What is asked: Quote the material below from the line with "bikini bottom in" up to and including the line with "x=442 y=840", reproducing those lines character for character.

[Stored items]
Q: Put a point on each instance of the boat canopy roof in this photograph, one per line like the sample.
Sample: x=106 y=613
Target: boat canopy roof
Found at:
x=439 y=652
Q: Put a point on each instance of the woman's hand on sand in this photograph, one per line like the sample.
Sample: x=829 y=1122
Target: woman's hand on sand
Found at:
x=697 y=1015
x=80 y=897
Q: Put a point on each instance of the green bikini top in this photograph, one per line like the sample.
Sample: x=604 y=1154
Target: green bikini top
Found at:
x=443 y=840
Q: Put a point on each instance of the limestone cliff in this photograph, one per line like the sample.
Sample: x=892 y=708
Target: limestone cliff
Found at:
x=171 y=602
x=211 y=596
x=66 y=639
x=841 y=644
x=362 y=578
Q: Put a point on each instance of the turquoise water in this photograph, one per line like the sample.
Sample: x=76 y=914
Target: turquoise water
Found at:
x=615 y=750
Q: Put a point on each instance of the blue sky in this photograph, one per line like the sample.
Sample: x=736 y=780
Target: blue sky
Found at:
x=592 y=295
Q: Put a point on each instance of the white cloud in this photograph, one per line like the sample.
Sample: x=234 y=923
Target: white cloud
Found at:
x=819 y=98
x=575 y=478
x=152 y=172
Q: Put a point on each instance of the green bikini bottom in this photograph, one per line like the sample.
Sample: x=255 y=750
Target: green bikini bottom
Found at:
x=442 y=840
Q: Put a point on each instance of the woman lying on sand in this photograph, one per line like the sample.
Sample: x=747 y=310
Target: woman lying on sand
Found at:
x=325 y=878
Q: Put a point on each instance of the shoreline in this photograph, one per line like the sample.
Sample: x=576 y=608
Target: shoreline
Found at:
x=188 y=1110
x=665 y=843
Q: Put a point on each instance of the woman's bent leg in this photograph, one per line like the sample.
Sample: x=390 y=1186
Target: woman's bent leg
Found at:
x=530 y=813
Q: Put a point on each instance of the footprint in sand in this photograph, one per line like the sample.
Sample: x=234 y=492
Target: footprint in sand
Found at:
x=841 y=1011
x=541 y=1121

Expected answer:
Q: Put a point on each instance of the green bikini bottom in this photograph, one per line like the sample.
Sample: x=255 y=750
Target: green bikini bottom
Found at:
x=442 y=840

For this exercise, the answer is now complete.